[Passage given start]
In Figure 2, this is illustrated by mitigating the strict division between contract and regulation, while shifting the borders anti-clockwise and changing the angle.
Figure 2 puts three pair of opposite concepts in perspective: public-private; governance-management; regulations-contracts. It illustrates a view on overlapping and on-going mixing of concepts as well as a shifting emphasis (2aA2b). The straightforward dogmatic differences between public and private, governance and management, regulations and contracts are fading, although different stages of development can be detected. Governance enters the private domain, whereas management enters the public domain; this is illustrated by the changed position of the balloon 'governance'. Contracts are gaining ground compared to formal regulations. This trend is illustrated by a rotation of the fading border between regulations-contracts, whereas the borderline is curving. In governance, respectively in the public domain increased use of contractual forms and relationships is desirable. The total volume of rules (to be found in regulations and contracts) is multiplying (figure 2 is not on an exact scale as the volume of the concepts is not measurable). The trend of increased volume and weight of contractual relationships, however, is evident. Legal provisions that do not take these sorts of developments into account, are doomed to fail.

	Figure 2a and 2b.
4.3 Regulating and contracting
Usually, institutions do not react to developments through 
        a fundamental change of their by-laws, even if they have the power to 
        do so without government approval, is exceptional anyway. A change of 
        the law is reason to adjust institutional regulations, hut only as far 
        as legally necessary.
[Passage given end]
[Recorded information start]
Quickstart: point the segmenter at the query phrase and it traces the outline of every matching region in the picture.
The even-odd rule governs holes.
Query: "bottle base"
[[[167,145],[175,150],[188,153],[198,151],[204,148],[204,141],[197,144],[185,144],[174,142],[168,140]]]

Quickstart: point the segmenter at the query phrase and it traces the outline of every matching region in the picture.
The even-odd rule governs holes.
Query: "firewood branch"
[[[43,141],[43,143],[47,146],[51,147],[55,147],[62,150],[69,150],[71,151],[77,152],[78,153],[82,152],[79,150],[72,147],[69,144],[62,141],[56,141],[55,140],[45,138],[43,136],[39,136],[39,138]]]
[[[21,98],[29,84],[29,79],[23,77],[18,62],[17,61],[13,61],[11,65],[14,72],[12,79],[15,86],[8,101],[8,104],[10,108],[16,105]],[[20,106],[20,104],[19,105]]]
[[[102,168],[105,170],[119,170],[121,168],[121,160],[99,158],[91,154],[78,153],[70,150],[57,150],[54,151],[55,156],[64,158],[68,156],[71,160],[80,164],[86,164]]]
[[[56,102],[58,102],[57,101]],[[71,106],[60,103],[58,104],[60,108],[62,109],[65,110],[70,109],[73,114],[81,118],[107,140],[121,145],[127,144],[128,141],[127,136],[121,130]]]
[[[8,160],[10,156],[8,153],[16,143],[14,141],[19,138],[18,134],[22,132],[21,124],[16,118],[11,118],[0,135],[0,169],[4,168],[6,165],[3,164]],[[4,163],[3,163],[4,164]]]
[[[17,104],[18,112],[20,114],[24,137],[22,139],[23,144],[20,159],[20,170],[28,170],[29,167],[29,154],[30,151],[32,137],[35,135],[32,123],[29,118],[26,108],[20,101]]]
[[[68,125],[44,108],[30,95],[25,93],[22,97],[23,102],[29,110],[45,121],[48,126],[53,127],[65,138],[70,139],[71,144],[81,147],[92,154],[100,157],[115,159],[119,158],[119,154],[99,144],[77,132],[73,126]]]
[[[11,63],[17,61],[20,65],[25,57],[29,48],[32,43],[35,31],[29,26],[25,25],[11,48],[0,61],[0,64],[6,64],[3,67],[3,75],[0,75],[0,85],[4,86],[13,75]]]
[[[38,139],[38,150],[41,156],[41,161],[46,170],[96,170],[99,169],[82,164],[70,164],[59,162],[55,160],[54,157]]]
[Recorded information end]
[Recorded information start]
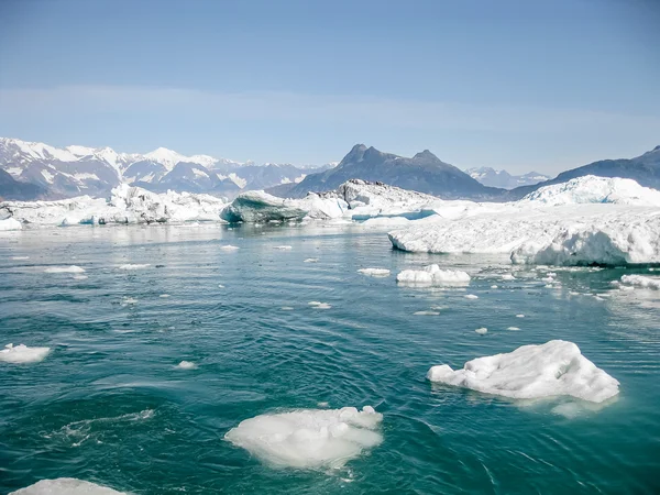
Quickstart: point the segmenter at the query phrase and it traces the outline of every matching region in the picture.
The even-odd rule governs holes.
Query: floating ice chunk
[Recorded information end]
#### Problems to work on
**1.** Reproduce, word for word, the part of the passage on governance and contracts that opens with the words containing "4.3 Regulating and" and closes with "as legally necessary.".
**2.** Answer these questions from the passage on governance and contracts:
(a) Which three pairs of opposite concepts does Figure 2 put in perspective?
(b) What is gaining ground compared to formal regulations?
(c) Why is Figure 2 not on an exact scale?
None of the entries are needed for this work.

#### Solutions in order
**1.**
4.3 Regulating and contracting
Usually, institutions do not react to developments through 
        a fundamental change of their by-laws, even if they have the power to 
        do so without government approval, is exceptional anyway. A change of 
        the law is reason to adjust institutional regulations, hut only as far 
        as legally necessary.

**2.**
(a) Public-private, governance-management, and regulations-contracts.
(b) Contracts.
(c) The volume of the concepts is not measurable.